■ **WHAT TO WORK ON**
Extend the report on the Senate subcommittee hearing about Google and search engine censorship, picking up right after its final sentence.

■ **QUOTED PASSAGE**
_ _ _ _

Google got hammered in the Senate Constitution Subcommittee Tuesday (July 16).
It should have come as no surprise since the title of the hearing was “Google and Censorship Through Search Engines," one of at least three hearings targeting edge providers Tuesday, and was presided over by chairman Ted Cruz (R-Tex.), who has consistently alleged that Google (including YouTube), and other edge providers, are biased against conservatives, including by characterizing their content as hate speech.
Cruz said that one thing was certain: Congress never intended big tech companies to control speech using Sec. 230 of the Communications Act, which gives tech companies liability protection from third-party content.
He said Americans are now subject to overt censorship and covert manipulation, so it is time to re-think that Sec. 230 liability carve-out. He said unless Big Tech can provide "clear and compelling evidence" that it is not playing "Big Brother" with its vast powers, there is no reason they should have a special Sec. 230 subsidy.
He said the heart of the problem was lack of transparency and that Big Tech can no longer "hide behind its algorithms."
Ranking member Mazie Hirono (D-Hawaii) echoed her longstanding criticism that there was no evidence of conservative bias and that such claims were baseless. She said given that only three months the subcommittee held a hearing on allegations of anticonservative bias, where Republicans claimed a vast conspiracy to silence conservative voice, it felt like Groundhog Day.
Hirono said study after study have debunked the claims, finding no evidence that Google biases results against conservatives. But, she said, edge provider fears of being tarred as biased has instead made tech companies hesitant to deal with racist and harassing content.
Karan Bhatia, VP of government affairs and public policy for Google, was definitive about how it operates. "[L]et me be clear: Google is not politically biased," she testified. "Indeed, we go to extraordinary lengths to build our products and enforce our policies in an analytically objective, apolitical way.... At any particular moment, in response to any particular search, some of that information may be unsatisfying to one group or another. Our job — which we take very seriously — is to deliver to users the most relevant and authoritative information out there. And studies have shown that we do just that."

_ _ _ _

■ **ENTRIES**
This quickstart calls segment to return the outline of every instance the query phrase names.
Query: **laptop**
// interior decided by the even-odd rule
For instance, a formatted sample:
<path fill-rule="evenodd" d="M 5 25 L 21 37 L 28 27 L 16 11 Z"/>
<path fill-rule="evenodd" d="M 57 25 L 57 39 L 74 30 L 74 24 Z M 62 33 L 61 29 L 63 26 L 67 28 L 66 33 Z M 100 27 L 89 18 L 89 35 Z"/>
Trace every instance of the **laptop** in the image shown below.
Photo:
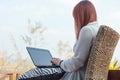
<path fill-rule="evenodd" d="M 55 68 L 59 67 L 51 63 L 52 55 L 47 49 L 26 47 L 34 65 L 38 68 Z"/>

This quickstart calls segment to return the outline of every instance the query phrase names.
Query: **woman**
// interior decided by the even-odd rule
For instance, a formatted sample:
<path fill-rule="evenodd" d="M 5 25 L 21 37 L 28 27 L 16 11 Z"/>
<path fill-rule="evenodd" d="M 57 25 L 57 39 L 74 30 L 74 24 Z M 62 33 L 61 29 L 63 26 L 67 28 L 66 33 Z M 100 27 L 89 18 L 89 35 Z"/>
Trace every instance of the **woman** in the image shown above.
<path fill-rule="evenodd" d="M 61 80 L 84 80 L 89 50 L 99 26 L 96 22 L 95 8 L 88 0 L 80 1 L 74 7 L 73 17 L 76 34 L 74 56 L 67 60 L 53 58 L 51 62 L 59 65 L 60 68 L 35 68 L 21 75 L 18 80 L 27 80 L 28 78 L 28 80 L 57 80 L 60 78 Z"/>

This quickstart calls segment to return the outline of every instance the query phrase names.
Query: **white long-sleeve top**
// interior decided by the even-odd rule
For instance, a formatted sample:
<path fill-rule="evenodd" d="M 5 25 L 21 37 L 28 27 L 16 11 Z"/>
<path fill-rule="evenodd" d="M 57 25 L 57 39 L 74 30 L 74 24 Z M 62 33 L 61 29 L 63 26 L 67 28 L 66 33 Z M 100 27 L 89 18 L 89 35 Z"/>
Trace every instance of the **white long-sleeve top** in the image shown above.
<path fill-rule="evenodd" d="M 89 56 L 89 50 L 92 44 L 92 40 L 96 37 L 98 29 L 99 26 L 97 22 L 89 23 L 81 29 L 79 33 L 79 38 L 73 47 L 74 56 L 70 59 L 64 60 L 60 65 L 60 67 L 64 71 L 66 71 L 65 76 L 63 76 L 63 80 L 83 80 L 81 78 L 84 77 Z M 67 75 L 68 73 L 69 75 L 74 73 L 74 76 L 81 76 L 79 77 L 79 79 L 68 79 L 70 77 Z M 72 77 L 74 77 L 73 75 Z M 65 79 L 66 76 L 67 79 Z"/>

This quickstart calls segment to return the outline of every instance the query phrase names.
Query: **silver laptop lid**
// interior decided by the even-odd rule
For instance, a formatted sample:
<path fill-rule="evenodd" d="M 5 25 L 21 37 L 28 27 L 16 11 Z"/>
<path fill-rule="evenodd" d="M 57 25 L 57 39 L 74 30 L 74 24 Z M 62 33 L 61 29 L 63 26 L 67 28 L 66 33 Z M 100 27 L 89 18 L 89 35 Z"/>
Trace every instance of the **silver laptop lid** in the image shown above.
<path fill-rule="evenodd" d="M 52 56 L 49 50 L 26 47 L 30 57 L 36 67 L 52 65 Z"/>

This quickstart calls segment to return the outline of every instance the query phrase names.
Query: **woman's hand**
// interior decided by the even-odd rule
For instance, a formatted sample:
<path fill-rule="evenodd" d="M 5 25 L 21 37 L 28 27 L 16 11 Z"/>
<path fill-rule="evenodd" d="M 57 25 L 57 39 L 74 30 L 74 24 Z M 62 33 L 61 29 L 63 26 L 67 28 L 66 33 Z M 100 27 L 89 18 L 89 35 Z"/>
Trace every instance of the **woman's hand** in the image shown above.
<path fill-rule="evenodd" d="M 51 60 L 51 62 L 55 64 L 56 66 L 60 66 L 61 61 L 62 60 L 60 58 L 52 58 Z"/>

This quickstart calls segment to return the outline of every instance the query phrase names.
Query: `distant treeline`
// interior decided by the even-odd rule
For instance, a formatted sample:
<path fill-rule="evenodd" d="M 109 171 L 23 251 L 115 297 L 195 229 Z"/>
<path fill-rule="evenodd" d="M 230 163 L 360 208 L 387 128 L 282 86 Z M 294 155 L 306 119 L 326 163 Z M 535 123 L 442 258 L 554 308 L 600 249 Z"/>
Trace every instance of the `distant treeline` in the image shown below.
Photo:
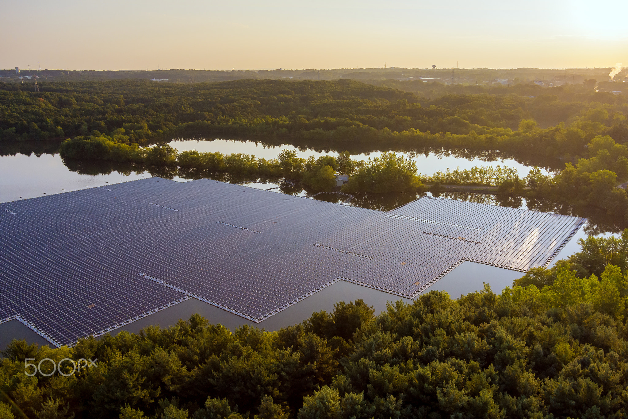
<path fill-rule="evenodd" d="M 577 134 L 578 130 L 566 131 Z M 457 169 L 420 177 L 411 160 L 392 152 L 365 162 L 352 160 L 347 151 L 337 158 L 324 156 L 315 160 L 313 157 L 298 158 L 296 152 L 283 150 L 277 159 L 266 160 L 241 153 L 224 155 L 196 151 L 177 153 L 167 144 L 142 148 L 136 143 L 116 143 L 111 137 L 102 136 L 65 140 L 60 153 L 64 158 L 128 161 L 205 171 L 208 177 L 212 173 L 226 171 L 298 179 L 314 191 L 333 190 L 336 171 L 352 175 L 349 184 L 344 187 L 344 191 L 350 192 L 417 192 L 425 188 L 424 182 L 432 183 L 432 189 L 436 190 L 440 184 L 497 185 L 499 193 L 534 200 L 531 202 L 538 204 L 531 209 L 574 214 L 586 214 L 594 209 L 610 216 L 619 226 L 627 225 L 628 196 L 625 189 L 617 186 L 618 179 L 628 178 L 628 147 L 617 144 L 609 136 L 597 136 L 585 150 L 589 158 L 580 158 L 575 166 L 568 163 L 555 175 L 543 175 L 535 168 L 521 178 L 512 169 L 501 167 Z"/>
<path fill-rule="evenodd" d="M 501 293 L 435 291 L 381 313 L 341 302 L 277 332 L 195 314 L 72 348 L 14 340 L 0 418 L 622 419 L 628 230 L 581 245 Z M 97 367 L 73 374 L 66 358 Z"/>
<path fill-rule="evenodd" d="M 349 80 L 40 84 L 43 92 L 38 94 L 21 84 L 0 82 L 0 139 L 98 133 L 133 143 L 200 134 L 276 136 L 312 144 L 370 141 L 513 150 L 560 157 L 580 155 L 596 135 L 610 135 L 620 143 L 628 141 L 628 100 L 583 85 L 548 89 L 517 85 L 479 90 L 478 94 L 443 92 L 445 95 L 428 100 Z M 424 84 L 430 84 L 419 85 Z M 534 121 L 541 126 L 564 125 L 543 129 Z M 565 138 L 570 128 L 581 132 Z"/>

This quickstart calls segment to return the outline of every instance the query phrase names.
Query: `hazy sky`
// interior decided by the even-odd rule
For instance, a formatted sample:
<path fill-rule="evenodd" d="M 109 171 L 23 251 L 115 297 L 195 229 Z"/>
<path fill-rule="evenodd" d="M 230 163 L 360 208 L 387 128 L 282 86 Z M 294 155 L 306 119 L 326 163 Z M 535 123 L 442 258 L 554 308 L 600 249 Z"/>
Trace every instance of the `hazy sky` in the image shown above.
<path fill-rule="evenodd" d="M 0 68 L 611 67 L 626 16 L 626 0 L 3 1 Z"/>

_ _ _ _

■ **EXERCISE ANSWER**
But Hirono had what she called some real problems with Big Tech. One of those is the fact that despite repeated efforts by her father, Andy, to have them removed, videos of the murder of WDBJ Roanoke reporter Allison Parker and her colleague Adam Ward remain available on YouTube almost four years after the tragedy.
She pointed out to Bhatia that Andy Parker had not only sent letters to Google but met with the company and "begged" that the videos come down. She asked why a father should have to monitor and flag to have video of his daughter's murder taken down.
Bhatia expressed his "deepest sympathy" for what Parker had gone through, though it was not clear whether he meant the underlying tragedy or the attempt to get it off YouTube. He conceded they had engaged with Parker over time, but that there were different sets of video. He said one set was hoax videos asserting the murder hadn't happened. He said those have been taken down (Andy Parker, who was a witness on the committee's second panel, could be seen shaking his head vigorously in the background as Bhatia talked. Bhatia said the second set are a variety of videos that could include news footage and, there, there is the question of copyright and whether some of the videos are owned by Parker. But where there are news videos, YouTube would generally tend to leave them up even if they are disturbing, perhaps labeling consistent with its policies.
When asked by Hirono, he said they had taken down the videos they could legally take down.
Asked by Sen. Richard Blumenthal (D-Conn.) about President Trump's "treason" comment related to Peter Thiel's allegation about the company, Bhatia said there had been no infiltration of the company by China intelligence. Blumenthal appeared satisfied.
But Blumenthal said the hourglass had run out on Big Tech on issues like antitrust and privacy and hoped Google was thinking about profound change, which would be necessary.
He also suggested it might have run out on the overly broad Sec. 230.
During his testimony before the committee, Andy Parker said the pain of his daughter's death was amplified by the first person video the killer posted on YouTube. Parker has been advocating for gun control, and said that people who say the "alleged" murder was just a conspiracy to get their guns, have posted portions of that video online as part of "hate-filled" diatribes aimed at his family and Allison's former boyfriend.
He said he implored Google to take down the video and conspiratorial content and their response was that he should flag the content. "They wanted me to watch my daughter's murder and explain to a robot why it should be removed."
He said he will never look at the video "for obvious reasons."
Parker said that while they profess a desire to help, "in reality they do nothing."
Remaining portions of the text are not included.